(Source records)
= Beginning of Section =
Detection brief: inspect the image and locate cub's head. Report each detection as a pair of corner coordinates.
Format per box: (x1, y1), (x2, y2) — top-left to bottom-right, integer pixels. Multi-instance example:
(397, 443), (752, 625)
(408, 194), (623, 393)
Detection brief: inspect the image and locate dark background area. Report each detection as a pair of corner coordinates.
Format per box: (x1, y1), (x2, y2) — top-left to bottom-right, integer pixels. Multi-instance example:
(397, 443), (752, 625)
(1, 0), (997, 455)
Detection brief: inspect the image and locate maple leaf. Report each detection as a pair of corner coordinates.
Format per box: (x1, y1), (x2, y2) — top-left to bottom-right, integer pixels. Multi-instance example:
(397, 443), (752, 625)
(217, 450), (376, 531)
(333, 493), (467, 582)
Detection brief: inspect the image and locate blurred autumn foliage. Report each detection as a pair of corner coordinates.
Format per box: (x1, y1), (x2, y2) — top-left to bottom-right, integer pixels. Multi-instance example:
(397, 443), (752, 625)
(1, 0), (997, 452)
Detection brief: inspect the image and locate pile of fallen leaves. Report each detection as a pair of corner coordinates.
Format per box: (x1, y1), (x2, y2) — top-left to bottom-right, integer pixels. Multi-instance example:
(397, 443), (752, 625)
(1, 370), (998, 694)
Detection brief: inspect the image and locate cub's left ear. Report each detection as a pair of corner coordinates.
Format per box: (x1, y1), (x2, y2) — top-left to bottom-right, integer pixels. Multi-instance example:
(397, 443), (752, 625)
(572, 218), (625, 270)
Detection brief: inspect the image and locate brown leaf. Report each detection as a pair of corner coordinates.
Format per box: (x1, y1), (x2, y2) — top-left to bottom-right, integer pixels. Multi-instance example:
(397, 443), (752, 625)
= End of Section =
**To do**
Copy, please, every line from the start of the entries down to the line that holds "Detection brief: inspect the image and locate brown", with both of those lines included and no others.

**The completed task**
Detection brief: inspect the image and locate cub's head. Report each detection as a pair of corner coordinates.
Format per box: (x1, y1), (x2, y2) — top-left to bottom-right, integer pixels. Multi-instance example:
(397, 443), (752, 625)
(408, 194), (623, 393)
Detection brief: inspect the image and locate dark background area. Report each detection as a pair of corner coordinates.
Format per box: (x1, y1), (x2, y2) — top-left to bottom-right, integer pixels. Multi-instance example:
(397, 443), (752, 625)
(1, 0), (997, 455)
Detection brief: inspect the image and locate maple leaf. Report each detection as a pair of corner coordinates.
Format per box: (x1, y1), (x2, y2) — top-left to bottom-right, integer pixels. Multi-instance example:
(397, 443), (752, 625)
(217, 450), (376, 531)
(333, 493), (467, 582)
Detection brief: inspect the image and locate blurred autumn foliage. Report each detection as a pair of corner coordinates.
Format per box: (x1, y1), (x2, y2) — top-left to bottom-right, integer pixels. Multi-instance example:
(397, 443), (752, 625)
(1, 0), (997, 452)
Detection brief: inspect the image and locate pile of fallen leaves. Report each detection as a pair of corner coordinates.
Format per box: (x1, y1), (x2, y2) — top-left to bottom-right, integer pixels. Multi-instance example:
(397, 443), (752, 625)
(1, 370), (998, 694)
Detection brief: inspect the image and locate cub's left ear. Report each detection as a pair of corner coordinates.
Format per box: (x1, y1), (x2, y2) — top-left to bottom-right, integer pixels. Multi-instance example:
(397, 443), (752, 625)
(572, 218), (625, 270)
Detection brief: inspect the image and locate brown leaf. Report each detection as a pair of corner coordinates.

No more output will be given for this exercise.